## Extracted text
%%

In 1920, the company merged with the Wallace Furniture Company and the Grand Rapids Upholstery Company to form Consolidated Furniture Companies, but continued to use the trademark "Berkey & Gay" because of its name recognition. Sales increased in the 1920s and the company aggressively expanded, However, when the Great Depression hit, the company was unable to continue financing their new sites, and was forced to sell to the Chicago-based Simmons Company. Even this was not enough, as Simmons declared bankruptcy in 1931, and the Grand Rapids factories closed their doors. Local stockholders reopened the factory in 1935, and continued production until World War II, when it was converted to wartime needs. After the war, an attempt was made to convert back to furniture production, but the company was again forced to declare bankruptcy in 1948 and closing the factory for good.

Since the closing of factory operations, the Berkey & Gay Furniture Company Factory was used for a variety of smaller tenants, ranging from small manufacturers to artists. By 2000, the building underwent rehabilitation to create residential apartments and retail commercial space.

==Description==
The Berkey & Gay Furniture Company Factory is a massive, five-story, flat-roofed, cream brick building. It is basically rectilinear, with two open interior courtyards. The plant consists of three sections. The oldest section, constructed in 1892 by the Oriel Cabinet Company, is a U-shape building which now forms the southernmost part of the factory. The second section, constructed in 1912 after the merger, is an east side addition which enclosed the U-shape of the original building to create what is now the south courtyard. The third section was built in 1921, and is a U-shaped addition on the north side, which created a second courtyard and nearly doubled the area of the building.

%%

## Requirement
Copy out the whole passage on the Berkey & Gay Furniture Company Factory above, word for word.

## Data supplied
%%

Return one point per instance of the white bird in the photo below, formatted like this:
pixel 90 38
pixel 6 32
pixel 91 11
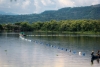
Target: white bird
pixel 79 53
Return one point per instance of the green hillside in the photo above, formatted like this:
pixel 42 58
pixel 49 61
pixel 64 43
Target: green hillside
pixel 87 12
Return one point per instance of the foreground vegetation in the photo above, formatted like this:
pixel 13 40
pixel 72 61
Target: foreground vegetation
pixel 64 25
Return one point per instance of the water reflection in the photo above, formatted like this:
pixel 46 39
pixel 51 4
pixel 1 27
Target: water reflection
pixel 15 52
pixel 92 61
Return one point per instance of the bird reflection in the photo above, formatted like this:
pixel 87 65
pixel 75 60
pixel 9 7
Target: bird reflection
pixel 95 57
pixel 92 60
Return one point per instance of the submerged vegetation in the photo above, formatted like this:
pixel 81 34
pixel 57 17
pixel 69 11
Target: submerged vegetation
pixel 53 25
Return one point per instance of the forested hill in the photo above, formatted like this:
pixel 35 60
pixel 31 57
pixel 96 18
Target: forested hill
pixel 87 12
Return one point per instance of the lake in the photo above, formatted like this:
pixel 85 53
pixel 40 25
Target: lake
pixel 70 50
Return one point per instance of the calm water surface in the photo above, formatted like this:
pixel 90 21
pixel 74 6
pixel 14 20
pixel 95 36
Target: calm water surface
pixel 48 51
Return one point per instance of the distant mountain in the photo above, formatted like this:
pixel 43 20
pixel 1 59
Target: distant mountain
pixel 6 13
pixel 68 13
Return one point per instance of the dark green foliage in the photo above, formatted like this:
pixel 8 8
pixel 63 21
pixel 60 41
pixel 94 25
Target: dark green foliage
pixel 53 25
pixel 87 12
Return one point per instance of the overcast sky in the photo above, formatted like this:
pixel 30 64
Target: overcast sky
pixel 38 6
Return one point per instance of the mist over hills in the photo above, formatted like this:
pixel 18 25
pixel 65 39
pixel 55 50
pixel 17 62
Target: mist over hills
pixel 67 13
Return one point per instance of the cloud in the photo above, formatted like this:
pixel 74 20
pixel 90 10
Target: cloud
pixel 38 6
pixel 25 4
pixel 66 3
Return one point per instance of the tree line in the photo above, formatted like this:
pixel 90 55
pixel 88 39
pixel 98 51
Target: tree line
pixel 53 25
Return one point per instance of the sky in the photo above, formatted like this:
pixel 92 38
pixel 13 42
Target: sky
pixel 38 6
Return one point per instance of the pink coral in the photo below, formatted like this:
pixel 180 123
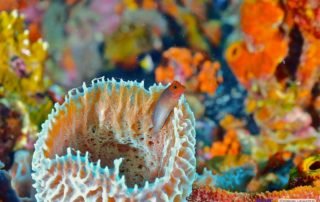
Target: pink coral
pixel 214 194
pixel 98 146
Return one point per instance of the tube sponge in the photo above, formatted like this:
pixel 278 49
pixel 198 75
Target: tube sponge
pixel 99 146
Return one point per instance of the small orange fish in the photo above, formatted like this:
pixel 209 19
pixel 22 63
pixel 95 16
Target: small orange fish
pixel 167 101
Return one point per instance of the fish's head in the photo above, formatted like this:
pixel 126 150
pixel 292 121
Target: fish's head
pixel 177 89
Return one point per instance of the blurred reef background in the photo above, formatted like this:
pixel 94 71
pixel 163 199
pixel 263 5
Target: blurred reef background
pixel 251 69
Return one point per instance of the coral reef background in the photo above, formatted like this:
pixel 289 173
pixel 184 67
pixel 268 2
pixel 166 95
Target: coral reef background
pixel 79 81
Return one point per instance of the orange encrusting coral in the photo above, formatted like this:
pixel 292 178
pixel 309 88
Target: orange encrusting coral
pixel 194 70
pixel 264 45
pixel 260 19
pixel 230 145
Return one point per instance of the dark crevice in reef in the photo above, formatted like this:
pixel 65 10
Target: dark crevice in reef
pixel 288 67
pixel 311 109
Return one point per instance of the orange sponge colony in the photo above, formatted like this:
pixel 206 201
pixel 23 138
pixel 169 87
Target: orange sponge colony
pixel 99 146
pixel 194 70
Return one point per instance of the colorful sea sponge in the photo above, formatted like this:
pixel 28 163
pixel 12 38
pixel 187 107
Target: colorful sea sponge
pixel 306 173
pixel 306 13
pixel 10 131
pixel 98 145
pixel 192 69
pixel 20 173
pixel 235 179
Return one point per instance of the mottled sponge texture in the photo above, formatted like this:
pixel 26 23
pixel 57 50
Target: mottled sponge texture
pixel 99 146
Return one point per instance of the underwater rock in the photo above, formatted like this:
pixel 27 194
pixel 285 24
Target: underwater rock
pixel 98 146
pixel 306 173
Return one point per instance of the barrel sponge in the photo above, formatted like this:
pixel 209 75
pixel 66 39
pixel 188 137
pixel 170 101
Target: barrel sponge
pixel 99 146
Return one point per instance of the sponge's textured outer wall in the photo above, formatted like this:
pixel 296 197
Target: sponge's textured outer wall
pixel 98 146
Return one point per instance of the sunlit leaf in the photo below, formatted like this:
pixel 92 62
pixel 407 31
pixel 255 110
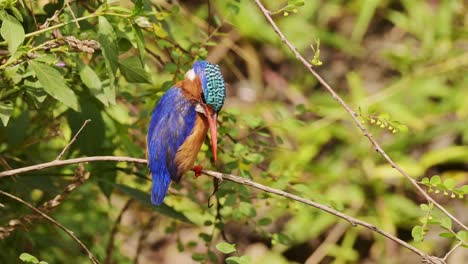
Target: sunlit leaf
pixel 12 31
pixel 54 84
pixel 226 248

%%

## Expected answer
In 1920, the company merged with the Wallace Furniture Company and the Grand Rapids Upholstery Company to form Consolidated Furniture Companies, but continued to use the trademark "Berkey & Gay" because of its name recognition. Sales increased in the 1920s and the company aggressively expanded, However, when the Great Depression hit, the company was unable to continue financing their new sites, and was forced to sell to the Chicago-based Simmons Company. Even this was not enough, as Simmons declared bankruptcy in 1931, and the Grand Rapids factories closed their doors. Local stockholders reopened the factory in 1935, and continued production until World War II, when it was converted to wartime needs. After the war, an attempt was made to convert back to furniture production, but the company was again forced to declare bankruptcy in 1948 and closing the factory for good.

Since the closing of factory operations, the Berkey & Gay Furniture Company Factory was used for a variety of smaller tenants, ranging from small manufacturers to artists. By 2000, the building underwent rehabilitation to create residential apartments and retail commercial space.

==Description==
The Berkey & Gay Furniture Company Factory is a massive, five-story, flat-roofed, cream brick building. It is basically rectilinear, with two open interior courtyards. The plant consists of three sections. The oldest section, constructed in 1892 by the Oriel Cabinet Company, is a U-shape building which now forms the southernmost part of the factory. The second section, constructed in 1912 after the merger, is an east side addition which enclosed the U-shape of the original building to create what is now the south courtyard. The third section was built in 1921, and is a U-shaped addition on the north side, which created a second courtyard and nearly doubled the area of the building.